DATA SECTION:
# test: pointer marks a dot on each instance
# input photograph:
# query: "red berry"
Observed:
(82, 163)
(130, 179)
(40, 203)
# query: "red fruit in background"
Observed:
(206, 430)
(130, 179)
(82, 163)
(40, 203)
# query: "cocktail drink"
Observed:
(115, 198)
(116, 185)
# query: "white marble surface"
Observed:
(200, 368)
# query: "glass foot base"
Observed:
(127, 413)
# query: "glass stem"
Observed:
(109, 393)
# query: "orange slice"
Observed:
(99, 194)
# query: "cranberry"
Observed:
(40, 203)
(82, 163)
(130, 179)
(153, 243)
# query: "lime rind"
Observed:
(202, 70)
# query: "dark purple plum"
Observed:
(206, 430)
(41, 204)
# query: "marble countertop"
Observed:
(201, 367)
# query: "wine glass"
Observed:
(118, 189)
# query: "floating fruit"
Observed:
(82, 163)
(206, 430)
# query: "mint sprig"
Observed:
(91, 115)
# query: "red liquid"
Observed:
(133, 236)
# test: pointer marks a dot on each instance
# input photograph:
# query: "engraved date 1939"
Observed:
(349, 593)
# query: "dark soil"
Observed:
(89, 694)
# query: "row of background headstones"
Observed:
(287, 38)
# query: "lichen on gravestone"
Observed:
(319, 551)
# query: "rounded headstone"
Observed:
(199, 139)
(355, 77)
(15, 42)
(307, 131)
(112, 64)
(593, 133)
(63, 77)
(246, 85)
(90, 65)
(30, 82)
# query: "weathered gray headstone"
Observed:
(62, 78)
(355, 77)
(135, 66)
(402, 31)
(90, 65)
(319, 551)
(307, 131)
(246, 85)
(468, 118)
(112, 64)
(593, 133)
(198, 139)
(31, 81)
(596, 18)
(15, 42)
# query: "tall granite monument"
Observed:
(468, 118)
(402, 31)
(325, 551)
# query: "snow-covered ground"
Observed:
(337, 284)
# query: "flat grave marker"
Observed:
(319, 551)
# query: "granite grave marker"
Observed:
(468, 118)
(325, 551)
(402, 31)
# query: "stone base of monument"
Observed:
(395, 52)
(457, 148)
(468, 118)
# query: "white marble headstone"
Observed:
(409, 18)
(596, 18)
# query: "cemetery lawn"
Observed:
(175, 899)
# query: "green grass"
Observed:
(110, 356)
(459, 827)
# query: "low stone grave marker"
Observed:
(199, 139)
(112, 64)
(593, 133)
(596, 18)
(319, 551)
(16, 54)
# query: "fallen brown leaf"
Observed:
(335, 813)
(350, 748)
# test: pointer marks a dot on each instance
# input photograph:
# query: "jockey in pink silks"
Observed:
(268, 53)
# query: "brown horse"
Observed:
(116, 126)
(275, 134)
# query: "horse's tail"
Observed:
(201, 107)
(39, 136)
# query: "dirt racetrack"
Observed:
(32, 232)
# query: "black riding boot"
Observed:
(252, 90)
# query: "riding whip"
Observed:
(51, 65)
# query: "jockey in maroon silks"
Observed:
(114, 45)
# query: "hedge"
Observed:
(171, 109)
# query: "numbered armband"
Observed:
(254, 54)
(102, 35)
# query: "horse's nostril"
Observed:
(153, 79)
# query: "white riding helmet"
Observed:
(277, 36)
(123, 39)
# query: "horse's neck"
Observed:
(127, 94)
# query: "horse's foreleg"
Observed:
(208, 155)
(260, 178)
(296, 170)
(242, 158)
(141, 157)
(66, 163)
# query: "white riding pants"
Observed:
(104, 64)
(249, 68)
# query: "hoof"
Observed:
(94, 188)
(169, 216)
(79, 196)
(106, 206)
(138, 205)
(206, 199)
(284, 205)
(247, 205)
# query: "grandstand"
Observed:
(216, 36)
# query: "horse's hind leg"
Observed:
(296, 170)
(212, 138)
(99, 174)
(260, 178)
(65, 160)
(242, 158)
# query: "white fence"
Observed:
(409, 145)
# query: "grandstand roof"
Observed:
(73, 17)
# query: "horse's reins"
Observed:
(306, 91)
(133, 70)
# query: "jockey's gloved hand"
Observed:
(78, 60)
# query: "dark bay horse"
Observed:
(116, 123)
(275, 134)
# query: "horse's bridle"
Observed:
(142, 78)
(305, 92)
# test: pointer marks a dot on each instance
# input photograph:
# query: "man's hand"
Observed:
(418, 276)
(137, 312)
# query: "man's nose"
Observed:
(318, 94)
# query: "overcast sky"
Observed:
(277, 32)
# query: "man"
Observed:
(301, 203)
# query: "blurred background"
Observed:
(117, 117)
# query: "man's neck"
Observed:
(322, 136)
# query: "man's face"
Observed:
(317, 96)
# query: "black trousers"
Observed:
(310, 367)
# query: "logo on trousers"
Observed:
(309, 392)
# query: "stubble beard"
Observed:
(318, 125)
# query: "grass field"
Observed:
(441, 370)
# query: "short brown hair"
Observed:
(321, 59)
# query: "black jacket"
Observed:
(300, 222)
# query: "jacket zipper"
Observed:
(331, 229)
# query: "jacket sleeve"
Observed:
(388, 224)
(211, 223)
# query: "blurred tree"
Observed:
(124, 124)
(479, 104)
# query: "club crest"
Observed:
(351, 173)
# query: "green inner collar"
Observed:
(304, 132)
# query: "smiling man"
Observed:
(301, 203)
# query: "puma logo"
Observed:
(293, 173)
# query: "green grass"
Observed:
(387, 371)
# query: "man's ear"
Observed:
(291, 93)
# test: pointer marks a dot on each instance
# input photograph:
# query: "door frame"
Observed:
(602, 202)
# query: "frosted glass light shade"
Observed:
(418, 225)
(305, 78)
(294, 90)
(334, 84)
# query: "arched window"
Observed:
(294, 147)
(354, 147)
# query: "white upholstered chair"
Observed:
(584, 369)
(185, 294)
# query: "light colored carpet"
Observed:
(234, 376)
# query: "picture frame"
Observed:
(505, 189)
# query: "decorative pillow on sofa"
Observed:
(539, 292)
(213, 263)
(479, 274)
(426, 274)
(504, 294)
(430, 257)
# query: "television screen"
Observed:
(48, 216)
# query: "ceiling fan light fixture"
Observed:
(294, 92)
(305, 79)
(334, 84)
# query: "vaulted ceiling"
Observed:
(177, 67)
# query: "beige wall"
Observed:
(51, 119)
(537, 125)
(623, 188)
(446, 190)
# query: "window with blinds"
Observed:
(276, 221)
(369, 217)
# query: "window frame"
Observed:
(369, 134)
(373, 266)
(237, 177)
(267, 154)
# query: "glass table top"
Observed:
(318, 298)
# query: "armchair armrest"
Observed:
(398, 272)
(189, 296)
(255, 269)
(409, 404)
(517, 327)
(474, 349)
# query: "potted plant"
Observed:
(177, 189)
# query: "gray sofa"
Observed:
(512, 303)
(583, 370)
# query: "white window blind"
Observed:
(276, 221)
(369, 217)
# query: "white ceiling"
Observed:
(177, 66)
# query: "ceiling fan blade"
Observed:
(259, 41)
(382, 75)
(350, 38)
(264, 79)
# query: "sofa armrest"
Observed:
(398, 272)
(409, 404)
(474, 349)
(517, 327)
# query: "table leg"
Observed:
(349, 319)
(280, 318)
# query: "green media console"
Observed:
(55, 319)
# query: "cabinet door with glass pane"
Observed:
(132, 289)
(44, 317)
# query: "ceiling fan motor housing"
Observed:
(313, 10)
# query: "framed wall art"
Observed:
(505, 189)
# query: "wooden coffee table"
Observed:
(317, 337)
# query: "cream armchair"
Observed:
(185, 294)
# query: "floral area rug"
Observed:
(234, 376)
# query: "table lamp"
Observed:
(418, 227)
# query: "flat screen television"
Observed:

WHAT THE EXERCISE ASKS: What is needed is an exact copy of every entry.

SOLUTION:
# test: pointer marks a dot on each instance
# input photograph:
# query: "red berry"
Observed:
(82, 163)
(130, 179)
(40, 203)
# query: "red fruit in background"
Observed:
(206, 430)
(130, 179)
(82, 163)
(40, 203)
# query: "cocktail drink"
Observed:
(115, 198)
(116, 185)
# query: "white marble surface"
Observed:
(200, 368)
# query: "glass foot base"
Observed:
(127, 413)
# query: "glass stem"
Observed:
(109, 393)
# query: "orange slice"
Observed:
(99, 194)
# query: "cranberry"
Observed:
(40, 203)
(82, 163)
(130, 179)
(153, 243)
# query: "lime rind"
Observed:
(202, 70)
# query: "dark purple plum"
Observed:
(206, 430)
(41, 204)
# query: "marble countertop"
Observed:
(201, 367)
# query: "wine glass"
Observed:
(118, 189)
# query: "floating fruit"
Observed:
(82, 163)
(206, 430)
# query: "mint sprig"
Observed:
(91, 115)
# query: "red liquid"
Observed:
(133, 236)
# test: pointer marks a dot on each instance
# input photograph:
# query: "engraved date 1939"
Observed:
(349, 593)
# query: "dark soil"
Observed:
(89, 694)
# query: "row of background headstones"
Observed:
(287, 38)
# query: "lichen on gravestone"
Observed:
(319, 551)
# query: "rounded headstone"
Observed:
(199, 139)
(355, 77)
(15, 42)
(307, 131)
(112, 64)
(593, 133)
(63, 77)
(246, 85)
(90, 65)
(30, 82)
# query: "weathered gray headstone"
Observed:
(62, 78)
(355, 77)
(135, 66)
(402, 31)
(90, 65)
(319, 551)
(307, 131)
(246, 85)
(468, 118)
(112, 64)
(593, 133)
(198, 139)
(31, 81)
(596, 18)
(15, 42)
# query: "tall granite monument"
Observed:
(468, 118)
(402, 31)
(325, 551)
# query: "snow-covered ground"
Observed:
(337, 284)
# query: "flat grave marker"
Observed:
(319, 551)
# query: "granite grave marker"
Observed:
(468, 118)
(325, 551)
(402, 31)
# query: "stone base of monument"
Observed:
(395, 52)
(457, 148)
(468, 118)
# query: "white marble headstone"
Observed:
(409, 18)
(596, 18)
# query: "cemetery lawn"
Observed:
(175, 899)
# query: "green grass"
Observed:
(110, 356)
(459, 827)
# query: "low stone grave marker"
Observed:
(199, 139)
(112, 64)
(593, 133)
(596, 18)
(319, 551)
(16, 54)
# query: "fallen brown leaf"
Observed:
(335, 813)
(350, 748)
# test: pointer marks a dot on each instance
# input photograph:
# query: "jockey in pink silks"
Observed:
(268, 53)
# query: "brown horse"
Observed:
(116, 126)
(275, 134)
# query: "horse's tail"
Observed:
(201, 107)
(39, 136)
# query: "dirt racetrack"
Observed:
(32, 232)
# query: "black riding boot"
Observed:
(252, 90)
# query: "riding whip"
Observed:
(51, 65)
# query: "jockey in maroon silks"
Observed:
(114, 45)
# query: "hedge"
Observed:
(171, 109)
# query: "numbered armband"
Observed:
(254, 54)
(102, 35)
# query: "horse's nostril"
Observed:
(153, 79)
# query: "white riding helmet"
Observed:
(277, 36)
(123, 39)
# query: "horse's neck"
Observed:
(127, 94)
# query: "horse's foreleg"
Observed:
(208, 155)
(260, 178)
(296, 170)
(242, 158)
(141, 157)
(66, 163)
# query: "white riding pants"
Observed:
(104, 64)
(249, 68)
# query: "hoof"
Observed:
(94, 188)
(169, 216)
(79, 196)
(106, 206)
(138, 205)
(206, 199)
(284, 205)
(247, 205)
# query: "grandstand"
Observed:
(216, 36)
# query: "horse's hind leg"
Observed:
(296, 170)
(212, 138)
(99, 174)
(260, 178)
(65, 160)
(242, 158)
# query: "white fence"
Observed:
(409, 145)
# query: "grandstand roof"
Observed:
(73, 17)
# query: "horse's reins"
Observed:
(306, 91)
(133, 70)
# query: "jockey's gloved hand"
Observed:
(78, 60)
# query: "dark bay horse"
Observed:
(116, 123)
(275, 134)
# query: "horse's bridle"
Observed:
(142, 78)
(305, 92)
# test: pointer marks a dot on each instance
# input photograph:
# query: "man's hand"
Observed:
(418, 276)
(137, 312)
# query: "man's nose"
Observed:
(318, 94)
# query: "overcast sky"
Observed:
(277, 32)
# query: "man"
Observed:
(301, 203)
# query: "blurred background"
Observed:
(117, 117)
# query: "man's neck"
Observed:
(322, 136)
# query: "man's face"
Observed:
(317, 96)
# query: "black trousers"
Observed:
(310, 367)
# query: "logo on trousers"
Observed:
(309, 392)
# query: "stubble beard"
Observed:
(318, 125)
# query: "grass field"
Observed:
(441, 370)
# query: "short brown hair"
Observed:
(321, 59)
# query: "black jacket"
Observed:
(300, 222)
# query: "jacket zipper"
Observed:
(331, 229)
# query: "jacket sleeve"
Observed:
(388, 224)
(211, 223)
# query: "blurred tree"
Observed:
(124, 124)
(479, 104)
# query: "club crest"
Observed:
(351, 173)
# query: "green inner collar"
Observed:
(304, 132)
# query: "smiling man"
Observed:
(301, 203)
# query: "puma logo"
Observed:
(293, 173)
# query: "green grass"
Observed:
(387, 371)
# query: "man's ear"
Observed:
(291, 93)
# test: pointer marks a dot on each instance
# input photograph:
# query: "door frame"
Observed:
(602, 202)
# query: "frosted glass light shade"
Observed:
(418, 225)
(305, 78)
(294, 90)
(334, 84)
# query: "arched window"
Observed:
(294, 147)
(354, 147)
# query: "white upholstered chair"
Observed:
(584, 369)
(185, 294)
# query: "light colored carpet"
Observed:
(234, 376)
# query: "picture frame"
Observed:
(505, 189)
# query: "decorative pillow on sofa"
Observed:
(539, 292)
(213, 263)
(479, 274)
(426, 274)
(504, 294)
(430, 257)
# query: "television screen"
Observed:
(48, 216)
# query: "ceiling fan light fixture"
Observed:
(294, 92)
(305, 79)
(334, 84)
# query: "vaulted ceiling"
Observed:
(177, 67)
# query: "beige wall"
Observed:
(51, 119)
(537, 125)
(623, 188)
(446, 190)
# query: "window with blinds"
Observed:
(276, 221)
(369, 217)
# query: "window frame"
Observed:
(369, 134)
(373, 266)
(237, 177)
(267, 154)
# query: "glass table top"
Observed:
(318, 298)
# query: "armchair armrest"
Observed:
(398, 272)
(189, 296)
(255, 269)
(409, 404)
(517, 327)
(474, 349)
# query: "potted plant"
Observed:
(177, 189)
# query: "gray sofa"
Observed:
(512, 303)
(583, 370)
# query: "white window blind"
Observed:
(276, 221)
(369, 217)
# query: "white ceiling"
Observed:
(177, 66)
# query: "ceiling fan blade"
Observed:
(259, 41)
(382, 75)
(350, 38)
(264, 79)
# query: "sofa armrest"
Observed:
(398, 272)
(409, 404)
(474, 349)
(517, 327)
# query: "table leg"
Observed:
(349, 319)
(280, 318)
# query: "green media console"
Observed:
(55, 319)
# query: "cabinet door with glass pane"
Observed:
(132, 289)
(44, 317)
# query: "ceiling fan motor housing"
Observed:
(313, 10)
# query: "framed wall art"
Observed:
(505, 189)
# query: "wooden coffee table"
Observed:
(317, 337)
# query: "cream armchair"
Observed:
(185, 294)
# query: "floral area rug"
Observed:
(234, 376)
# query: "table lamp"
Observed:
(418, 227)
# query: "flat screen television"
Observed:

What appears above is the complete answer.